Data entries:
Start

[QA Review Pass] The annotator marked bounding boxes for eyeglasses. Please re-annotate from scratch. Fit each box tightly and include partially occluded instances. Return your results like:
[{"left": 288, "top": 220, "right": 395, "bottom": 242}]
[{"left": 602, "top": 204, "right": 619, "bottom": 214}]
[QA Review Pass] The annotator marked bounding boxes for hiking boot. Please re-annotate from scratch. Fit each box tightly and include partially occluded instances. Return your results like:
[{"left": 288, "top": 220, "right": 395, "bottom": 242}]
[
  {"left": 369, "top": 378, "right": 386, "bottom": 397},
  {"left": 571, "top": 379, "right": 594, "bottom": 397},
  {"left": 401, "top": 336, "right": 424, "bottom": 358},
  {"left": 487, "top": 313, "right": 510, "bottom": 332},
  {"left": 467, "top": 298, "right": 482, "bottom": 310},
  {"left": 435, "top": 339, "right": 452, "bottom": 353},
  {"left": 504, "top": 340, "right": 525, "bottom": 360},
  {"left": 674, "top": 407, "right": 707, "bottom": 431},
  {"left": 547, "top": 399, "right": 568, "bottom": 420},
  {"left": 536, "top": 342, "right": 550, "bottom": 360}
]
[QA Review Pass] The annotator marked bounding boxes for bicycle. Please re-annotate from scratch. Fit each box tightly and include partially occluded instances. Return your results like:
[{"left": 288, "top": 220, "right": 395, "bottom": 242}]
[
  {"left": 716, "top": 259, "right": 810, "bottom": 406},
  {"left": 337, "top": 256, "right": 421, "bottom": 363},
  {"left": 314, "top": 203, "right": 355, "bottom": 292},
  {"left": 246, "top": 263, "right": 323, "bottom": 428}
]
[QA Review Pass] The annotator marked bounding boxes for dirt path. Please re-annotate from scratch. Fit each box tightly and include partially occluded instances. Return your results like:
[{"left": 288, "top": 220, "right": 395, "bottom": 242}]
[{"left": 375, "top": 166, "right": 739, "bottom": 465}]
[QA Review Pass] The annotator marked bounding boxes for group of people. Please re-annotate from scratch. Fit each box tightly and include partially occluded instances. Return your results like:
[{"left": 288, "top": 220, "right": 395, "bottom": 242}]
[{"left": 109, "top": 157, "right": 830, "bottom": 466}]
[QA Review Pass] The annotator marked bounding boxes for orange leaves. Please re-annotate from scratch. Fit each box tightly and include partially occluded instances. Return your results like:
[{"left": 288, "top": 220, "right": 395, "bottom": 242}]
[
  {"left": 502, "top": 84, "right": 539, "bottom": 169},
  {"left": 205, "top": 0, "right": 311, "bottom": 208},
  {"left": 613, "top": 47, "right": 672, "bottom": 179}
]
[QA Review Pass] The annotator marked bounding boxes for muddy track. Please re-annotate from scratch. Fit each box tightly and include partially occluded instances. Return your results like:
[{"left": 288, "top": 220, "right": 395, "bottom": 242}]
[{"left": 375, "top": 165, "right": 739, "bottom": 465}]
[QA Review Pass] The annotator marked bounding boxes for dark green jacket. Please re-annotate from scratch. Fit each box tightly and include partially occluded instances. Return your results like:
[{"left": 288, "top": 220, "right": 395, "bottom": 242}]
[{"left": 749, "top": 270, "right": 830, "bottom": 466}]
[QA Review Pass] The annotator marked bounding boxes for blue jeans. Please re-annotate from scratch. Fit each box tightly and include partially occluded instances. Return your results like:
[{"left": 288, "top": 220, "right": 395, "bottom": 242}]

End

**What to work on:** Update the records above by changing every "re-annotate from scratch" to "annotate again from the beginning", and keep everything else the same.

**Task result:**
[QA Review Pass] The annotator marked bounding boxes for eyeglasses. Please annotate again from the beginning. Fit each box tightly and include partially occluded instances. Return your results like:
[{"left": 288, "top": 220, "right": 395, "bottom": 242}]
[{"left": 602, "top": 204, "right": 619, "bottom": 214}]
[QA Review Pass] The annotator marked bounding boxes for hiking boot. Please annotate again from the beginning. Fit each box tightly and include partially occluded instances. Return your results like:
[{"left": 288, "top": 220, "right": 395, "bottom": 242}]
[
  {"left": 369, "top": 378, "right": 386, "bottom": 397},
  {"left": 571, "top": 379, "right": 594, "bottom": 397},
  {"left": 401, "top": 336, "right": 424, "bottom": 358},
  {"left": 487, "top": 313, "right": 510, "bottom": 332},
  {"left": 467, "top": 298, "right": 482, "bottom": 310},
  {"left": 435, "top": 339, "right": 452, "bottom": 353},
  {"left": 504, "top": 340, "right": 525, "bottom": 360},
  {"left": 674, "top": 407, "right": 707, "bottom": 431},
  {"left": 547, "top": 399, "right": 568, "bottom": 420},
  {"left": 536, "top": 342, "right": 550, "bottom": 360}
]
[QA Review Pass] The annotator marked bounding boxes for bicycle. Please annotate again from the beginning. Fit each box tightly and include partially occluded instances. Return your results like:
[{"left": 288, "top": 220, "right": 395, "bottom": 242}]
[
  {"left": 716, "top": 259, "right": 810, "bottom": 406},
  {"left": 337, "top": 256, "right": 421, "bottom": 363},
  {"left": 314, "top": 203, "right": 355, "bottom": 292},
  {"left": 246, "top": 263, "right": 323, "bottom": 428}
]
[QA Review Pass] The annotator marked bounding boxes for dirt path. Please annotate again from the beginning. Fit each box tightly and include partially occluded instances. Return your results like:
[{"left": 288, "top": 220, "right": 395, "bottom": 242}]
[{"left": 375, "top": 166, "right": 739, "bottom": 465}]
[QA Review Pass] The annotator marked bounding boxes for group of people. Please annotate again from the beginning. Fit each box tightly and include partially occluded instances. Return your results like:
[{"left": 288, "top": 220, "right": 395, "bottom": 242}]
[{"left": 109, "top": 157, "right": 830, "bottom": 466}]
[QA Review Pass] The annotator marked bounding boxes for orange leaves. Please annotate again from the beginning. Fit each box tightly and include partially occluded instances. Return your results like:
[{"left": 288, "top": 220, "right": 395, "bottom": 242}]
[
  {"left": 502, "top": 84, "right": 539, "bottom": 169},
  {"left": 205, "top": 0, "right": 311, "bottom": 208},
  {"left": 613, "top": 47, "right": 672, "bottom": 179}
]
[QA Review Pass] The annotator marked bounding boxes for muddy track. Please annotate again from the beginning. Fit each box tightly and include partially occluded instances. Return your results like:
[{"left": 288, "top": 220, "right": 395, "bottom": 242}]
[{"left": 375, "top": 165, "right": 739, "bottom": 465}]
[QA Review Pass] The annotator marked bounding boxes for dark green jacket. Please annotate again from the beginning. Fit each box tightly and include partially occluded instances. Return your results like:
[{"left": 288, "top": 220, "right": 395, "bottom": 242}]
[{"left": 749, "top": 270, "right": 830, "bottom": 466}]
[QA Review Pass] The annotator marked bounding boxes for blue jeans. Please annotate again from the beginning. Fit each box tightly and include partially occluded instances. Return your results like:
[{"left": 288, "top": 220, "right": 395, "bottom": 242}]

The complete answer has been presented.